Written task —
Starting at the line that has "fixture metal bar?" and stopping after the line that has "411 37 L 410", write out those lines alone with "polygon" swapped for "outline" and everything else left as it is.
═════ Records shown
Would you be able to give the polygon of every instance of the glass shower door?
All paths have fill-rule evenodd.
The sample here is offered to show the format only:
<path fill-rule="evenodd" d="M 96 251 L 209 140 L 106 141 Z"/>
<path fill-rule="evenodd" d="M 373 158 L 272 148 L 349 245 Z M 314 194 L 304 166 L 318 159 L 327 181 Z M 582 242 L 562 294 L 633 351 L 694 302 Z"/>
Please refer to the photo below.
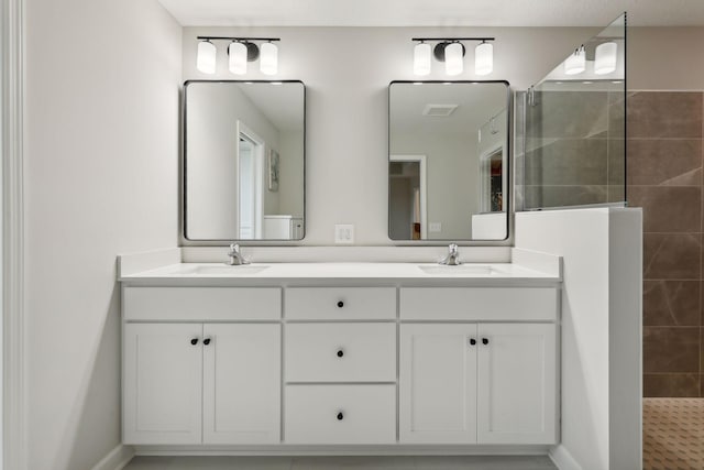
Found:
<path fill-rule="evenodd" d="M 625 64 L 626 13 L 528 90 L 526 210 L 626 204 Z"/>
══════════
═════ Records shown
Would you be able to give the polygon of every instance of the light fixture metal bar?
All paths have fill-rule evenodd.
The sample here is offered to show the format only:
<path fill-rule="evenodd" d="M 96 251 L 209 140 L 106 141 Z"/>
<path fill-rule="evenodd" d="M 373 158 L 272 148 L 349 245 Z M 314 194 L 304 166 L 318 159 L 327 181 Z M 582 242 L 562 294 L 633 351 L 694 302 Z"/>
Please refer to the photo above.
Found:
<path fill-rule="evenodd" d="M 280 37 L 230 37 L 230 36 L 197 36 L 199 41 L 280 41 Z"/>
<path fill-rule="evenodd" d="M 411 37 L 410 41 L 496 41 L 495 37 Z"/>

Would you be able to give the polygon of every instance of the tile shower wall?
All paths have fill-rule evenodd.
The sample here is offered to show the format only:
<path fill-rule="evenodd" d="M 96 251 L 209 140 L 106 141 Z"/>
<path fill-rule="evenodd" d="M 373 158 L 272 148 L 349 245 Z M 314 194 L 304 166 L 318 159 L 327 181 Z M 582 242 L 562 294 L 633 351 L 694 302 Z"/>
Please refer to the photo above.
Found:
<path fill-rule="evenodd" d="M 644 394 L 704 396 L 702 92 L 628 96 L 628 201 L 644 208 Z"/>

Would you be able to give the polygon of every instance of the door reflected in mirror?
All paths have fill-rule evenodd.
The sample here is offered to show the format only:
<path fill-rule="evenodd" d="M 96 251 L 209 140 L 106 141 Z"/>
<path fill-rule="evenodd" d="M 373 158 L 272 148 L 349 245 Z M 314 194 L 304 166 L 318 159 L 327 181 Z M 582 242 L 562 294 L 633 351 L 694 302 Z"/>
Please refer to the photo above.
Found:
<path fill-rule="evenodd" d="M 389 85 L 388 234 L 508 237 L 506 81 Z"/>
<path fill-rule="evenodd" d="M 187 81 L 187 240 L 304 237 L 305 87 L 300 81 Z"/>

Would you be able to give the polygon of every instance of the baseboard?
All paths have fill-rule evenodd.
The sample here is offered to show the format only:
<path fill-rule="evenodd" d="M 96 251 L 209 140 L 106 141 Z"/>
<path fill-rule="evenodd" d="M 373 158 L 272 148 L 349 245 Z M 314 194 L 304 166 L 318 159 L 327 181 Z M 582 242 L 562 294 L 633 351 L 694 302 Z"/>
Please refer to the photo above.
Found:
══════════
Answer for the task —
Would you be able to give the outline of every instance of the light fixture metal bar?
All paths have fill-rule evenodd.
The sample here is offered to show the format only:
<path fill-rule="evenodd" d="M 96 251 L 209 140 L 106 141 Z"/>
<path fill-rule="evenodd" d="M 373 158 L 272 148 L 349 245 Z M 314 194 L 304 166 L 318 159 L 327 181 Z M 582 242 L 562 294 L 633 351 L 694 302 Z"/>
Please refer to the photo above.
Found:
<path fill-rule="evenodd" d="M 280 37 L 230 37 L 230 36 L 197 36 L 199 41 L 280 41 Z"/>
<path fill-rule="evenodd" d="M 411 37 L 410 41 L 496 41 L 495 37 Z"/>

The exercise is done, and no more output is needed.